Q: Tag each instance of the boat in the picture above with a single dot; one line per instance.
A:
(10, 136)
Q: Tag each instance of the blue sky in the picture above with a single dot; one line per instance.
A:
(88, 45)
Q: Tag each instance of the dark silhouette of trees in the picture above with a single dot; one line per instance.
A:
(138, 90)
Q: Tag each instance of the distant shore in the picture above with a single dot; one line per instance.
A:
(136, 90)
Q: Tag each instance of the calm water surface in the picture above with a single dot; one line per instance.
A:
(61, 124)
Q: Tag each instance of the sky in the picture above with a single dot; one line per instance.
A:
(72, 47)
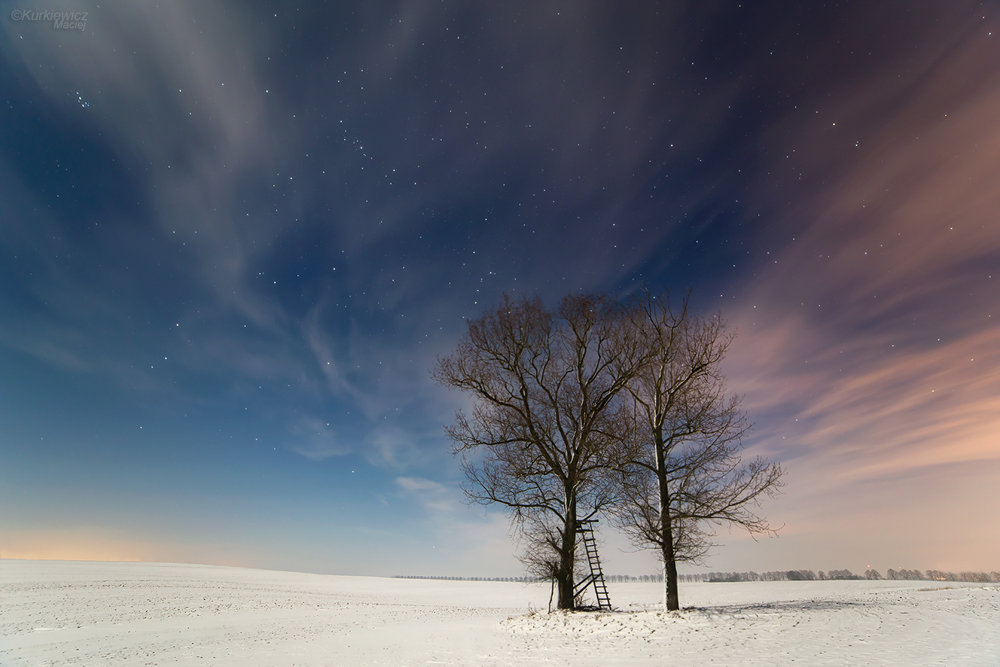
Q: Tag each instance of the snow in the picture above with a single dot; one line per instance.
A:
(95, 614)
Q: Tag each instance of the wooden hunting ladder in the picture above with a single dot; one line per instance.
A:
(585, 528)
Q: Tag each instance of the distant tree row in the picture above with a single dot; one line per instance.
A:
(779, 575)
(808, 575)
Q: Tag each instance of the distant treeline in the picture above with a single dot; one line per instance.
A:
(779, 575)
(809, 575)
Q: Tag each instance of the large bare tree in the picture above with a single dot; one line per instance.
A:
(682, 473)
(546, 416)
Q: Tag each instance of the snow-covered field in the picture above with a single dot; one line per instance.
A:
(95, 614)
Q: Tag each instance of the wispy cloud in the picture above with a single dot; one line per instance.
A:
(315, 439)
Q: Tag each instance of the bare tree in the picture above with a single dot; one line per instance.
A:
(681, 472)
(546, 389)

JOB:
Rewrite the data from the line with "Q: Tag each instance of the wispy" through the last line, replacing "wispy cloud" with "thin cloud" and leaving everything else unchanged.

EXERCISE RESPONSE:
Q: Tag each instance of the thin cloud in the picture above with a single dot; one line per instance.
A:
(315, 439)
Q: Tag each instance of the bare tree in the picture above with a single dot; one line per instance.
A:
(681, 472)
(546, 389)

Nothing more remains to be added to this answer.